PAGE EXCERPT:
BEGIN

A “next-generation” needle-free COVID-19 vaccine booster will begin human trials at the Royal Adelaide Hospital (RAH) this week.
Designed in South Australia by University of Adelaide researchers, the cutting-edge vaccine will be trialled at the RAH with SA Pathology and in partnership with PARC Clinical Services, with support by The Hospital Research Foundation Group.
It is one of the few vaccines worldwide targeting the Omicron variant, as Pfizer, AstraZenaca, Moderna and Novavax vaccines focus on the original strain of the virus, however it could be easily adapted to future variants.
DNA vaccines require simple engineering design modifications that can be made quickly to adapt to future variants, as opposed to MRNA-based vaccines, which are more complicated to make.
The vaccine will be administered using a needle-free device from American company Pharmajet. The device delivers a micro-jet spray of liquid, which goes under the skin and is painless.
Clinical trials to begin soon
To be eligible to participate in the clinical trial, you must be over 18, triple vaccinated for more than three months and not previously have had COVID-19.
Researchers are seeking at least 100 people to take part.
Associate Professor Pravin Hissaria, Clinical Immunologist and Immunopathologist at the Royal Adelaide Hospital’s Immunology Department, and the Principal Clinical Investigator of this trial, said the development of highly effective vaccines had been the most effective strategy in containing COVID-19.
“It is important that we continue to innovate and adapt to the evolving viral strains and deliver precise and effective vaccines,” Associate Professor Hissaria said.
CALHN’s vaccine clinic has been involved for 12 months with lead investigator Associate Professor Branka Grubor-Bauk, Head of Viral Immunology at the University of Adelaide’s Adelaide Medical School, providing clinical insights into the design of the clinical trial, he said.

END

DATA LISTING:
BEGIN

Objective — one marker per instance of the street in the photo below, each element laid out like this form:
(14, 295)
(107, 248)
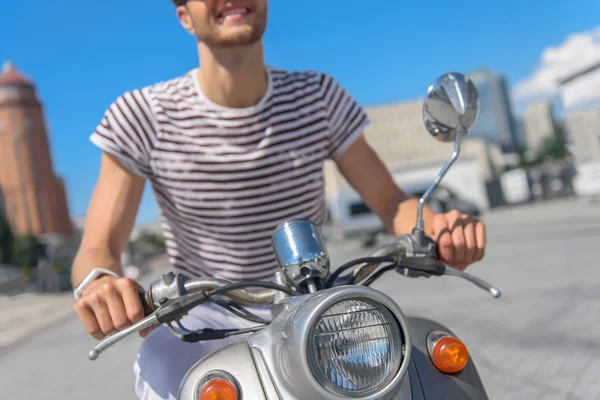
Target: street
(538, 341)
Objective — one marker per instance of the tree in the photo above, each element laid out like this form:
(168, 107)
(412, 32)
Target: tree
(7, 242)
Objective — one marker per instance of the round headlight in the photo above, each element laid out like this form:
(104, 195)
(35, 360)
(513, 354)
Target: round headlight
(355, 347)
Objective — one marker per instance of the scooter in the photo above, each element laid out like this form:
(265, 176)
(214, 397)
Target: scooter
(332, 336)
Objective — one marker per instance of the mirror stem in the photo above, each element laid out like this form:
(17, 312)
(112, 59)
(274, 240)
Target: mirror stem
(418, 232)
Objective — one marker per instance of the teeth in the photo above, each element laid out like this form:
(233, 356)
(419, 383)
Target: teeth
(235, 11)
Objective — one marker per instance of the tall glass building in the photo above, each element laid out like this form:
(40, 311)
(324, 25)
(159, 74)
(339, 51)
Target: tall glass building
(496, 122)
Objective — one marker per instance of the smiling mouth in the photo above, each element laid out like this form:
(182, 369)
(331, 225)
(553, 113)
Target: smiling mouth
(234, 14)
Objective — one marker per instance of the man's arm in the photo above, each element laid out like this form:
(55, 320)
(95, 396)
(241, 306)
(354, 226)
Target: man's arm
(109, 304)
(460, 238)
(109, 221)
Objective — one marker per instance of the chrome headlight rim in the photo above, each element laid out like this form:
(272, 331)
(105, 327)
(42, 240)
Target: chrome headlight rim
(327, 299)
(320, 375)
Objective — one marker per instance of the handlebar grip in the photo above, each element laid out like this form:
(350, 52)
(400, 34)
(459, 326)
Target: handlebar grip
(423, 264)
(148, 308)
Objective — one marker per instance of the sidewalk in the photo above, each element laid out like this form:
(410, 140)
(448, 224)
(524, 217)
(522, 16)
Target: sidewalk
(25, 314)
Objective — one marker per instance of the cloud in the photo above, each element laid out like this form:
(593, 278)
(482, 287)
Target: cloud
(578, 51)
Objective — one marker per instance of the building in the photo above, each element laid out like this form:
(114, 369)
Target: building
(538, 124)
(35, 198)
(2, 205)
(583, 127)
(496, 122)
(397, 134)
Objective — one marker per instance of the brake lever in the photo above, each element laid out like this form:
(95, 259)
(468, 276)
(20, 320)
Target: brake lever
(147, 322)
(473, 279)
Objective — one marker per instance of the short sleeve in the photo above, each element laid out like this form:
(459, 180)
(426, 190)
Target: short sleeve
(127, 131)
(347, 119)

END
BEGIN

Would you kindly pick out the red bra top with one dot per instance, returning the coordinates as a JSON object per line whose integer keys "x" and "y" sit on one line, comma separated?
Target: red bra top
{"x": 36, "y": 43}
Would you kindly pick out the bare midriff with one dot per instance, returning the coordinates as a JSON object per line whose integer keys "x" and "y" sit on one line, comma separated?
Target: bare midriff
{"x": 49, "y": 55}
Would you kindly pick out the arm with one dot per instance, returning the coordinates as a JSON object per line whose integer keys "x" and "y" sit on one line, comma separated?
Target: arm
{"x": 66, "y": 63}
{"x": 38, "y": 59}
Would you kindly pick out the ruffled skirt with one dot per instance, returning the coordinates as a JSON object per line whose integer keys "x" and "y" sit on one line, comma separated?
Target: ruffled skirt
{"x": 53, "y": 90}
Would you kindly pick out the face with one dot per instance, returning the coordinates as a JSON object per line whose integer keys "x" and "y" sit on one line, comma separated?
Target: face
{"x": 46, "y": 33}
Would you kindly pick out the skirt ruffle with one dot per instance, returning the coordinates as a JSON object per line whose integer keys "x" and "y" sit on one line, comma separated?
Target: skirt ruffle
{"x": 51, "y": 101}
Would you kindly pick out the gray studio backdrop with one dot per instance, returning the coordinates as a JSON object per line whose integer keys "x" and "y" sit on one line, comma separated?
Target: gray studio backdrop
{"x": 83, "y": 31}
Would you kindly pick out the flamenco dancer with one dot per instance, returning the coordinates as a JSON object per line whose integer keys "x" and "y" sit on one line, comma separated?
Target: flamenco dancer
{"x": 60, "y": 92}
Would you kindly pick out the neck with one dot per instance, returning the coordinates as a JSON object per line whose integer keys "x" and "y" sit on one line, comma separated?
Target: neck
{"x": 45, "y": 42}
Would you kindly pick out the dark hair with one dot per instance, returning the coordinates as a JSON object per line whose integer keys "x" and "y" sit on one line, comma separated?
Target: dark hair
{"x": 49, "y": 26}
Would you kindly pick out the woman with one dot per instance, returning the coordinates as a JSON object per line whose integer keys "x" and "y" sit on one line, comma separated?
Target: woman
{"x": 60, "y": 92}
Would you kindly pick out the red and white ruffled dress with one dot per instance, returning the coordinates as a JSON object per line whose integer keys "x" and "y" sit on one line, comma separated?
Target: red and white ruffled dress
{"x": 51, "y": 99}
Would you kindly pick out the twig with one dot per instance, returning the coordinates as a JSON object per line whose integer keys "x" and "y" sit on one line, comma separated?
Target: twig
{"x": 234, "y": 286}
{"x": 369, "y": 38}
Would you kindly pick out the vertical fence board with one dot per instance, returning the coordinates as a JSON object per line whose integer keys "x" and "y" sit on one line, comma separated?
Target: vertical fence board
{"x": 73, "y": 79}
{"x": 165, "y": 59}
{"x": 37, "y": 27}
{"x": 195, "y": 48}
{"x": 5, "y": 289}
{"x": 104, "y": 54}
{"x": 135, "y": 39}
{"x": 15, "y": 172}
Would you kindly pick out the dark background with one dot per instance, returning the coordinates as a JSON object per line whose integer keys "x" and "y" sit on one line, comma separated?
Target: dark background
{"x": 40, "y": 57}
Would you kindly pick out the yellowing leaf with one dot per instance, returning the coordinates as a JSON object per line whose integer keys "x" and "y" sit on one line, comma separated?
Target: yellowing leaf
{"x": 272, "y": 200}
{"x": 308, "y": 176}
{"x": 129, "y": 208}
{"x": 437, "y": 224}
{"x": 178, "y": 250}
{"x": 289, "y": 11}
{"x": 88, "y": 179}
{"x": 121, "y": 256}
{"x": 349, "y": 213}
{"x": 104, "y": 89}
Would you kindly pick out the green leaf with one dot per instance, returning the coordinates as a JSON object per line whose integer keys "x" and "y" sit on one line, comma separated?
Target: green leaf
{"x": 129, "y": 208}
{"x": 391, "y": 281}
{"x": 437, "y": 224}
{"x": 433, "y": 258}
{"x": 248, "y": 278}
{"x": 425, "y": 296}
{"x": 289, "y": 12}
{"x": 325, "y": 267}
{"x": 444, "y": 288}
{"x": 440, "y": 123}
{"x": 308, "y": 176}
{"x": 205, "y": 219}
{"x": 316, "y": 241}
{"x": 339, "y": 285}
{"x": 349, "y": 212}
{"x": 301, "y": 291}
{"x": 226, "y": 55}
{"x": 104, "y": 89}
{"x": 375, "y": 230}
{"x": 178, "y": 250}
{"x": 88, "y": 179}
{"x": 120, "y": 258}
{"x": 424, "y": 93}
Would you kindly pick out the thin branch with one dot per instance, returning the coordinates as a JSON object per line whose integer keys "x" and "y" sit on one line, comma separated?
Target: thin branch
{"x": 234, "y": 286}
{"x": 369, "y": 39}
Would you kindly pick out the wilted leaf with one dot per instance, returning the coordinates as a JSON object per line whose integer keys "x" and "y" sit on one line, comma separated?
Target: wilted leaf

END

EXERCISES TO COMPLETE:
(a) List every condition that the article on the COVID-19 vaccine booster trial gives for taking part in the clinical trial.
(b) Decide whether each statement agrees with the article on the COVID-19 vaccine booster trial. For each, answer yes or no and quote the words from the article that decide it.
(i) The needle-free device comes from an American company.
(ii) Researchers want at least 200 people for the trial.
(iii) The article says DNA vaccines are more complicated to make than mRNA-based vaccines.
(c) Write the next part of the article on the COVID-19 vaccine booster trial, picking up after its final sentence.

TASK RESPONSES:
(a)
- Be over 18
- Be triple vaccinated for more than three months
- Not have had COVID-19 before

(b)
(i) Yes: "a needle-free device from American company Pharmajet"
(ii) No: "Researchers are seeking at least 100 people to take part."
(iii) No: "as opposed to MRNA-based vaccines, which are more complicated to make"

(c)
Will we continue to need annual vaccines?
The trial also has the potential to answer whether a yearly COVID-19 vaccine will continue to be recommended for people.
“Phase one of the trial will test the vaccine’s safety, while phase two will be a larger study with the potential to answer if we need a strain-specific vaccine going into the future as new strains emerge and whether it will be an annual vaccine like the flu shot,” Associate Professor Hissaria said.
Associate Professor Grubor-Bauk urged volunteers to put their hand up for the trial.
“We need to continue developing ‘next generation’ COVID-19 vaccines because the virus will continue to mutate, particularly in countries with low vaccination rates and high rates of uncontrolled transmission,” she said.
“As we live with COVID-19, we still have vulnerable populations at risk of severe disease.”
Paul Flynn, CEO of The Hospital Research Foundation Group, which has been funding the team’s vaccine development for the past 10 years, said it was a credit to South Australia that this vaccine had advanced so quickly and with such efficient technology.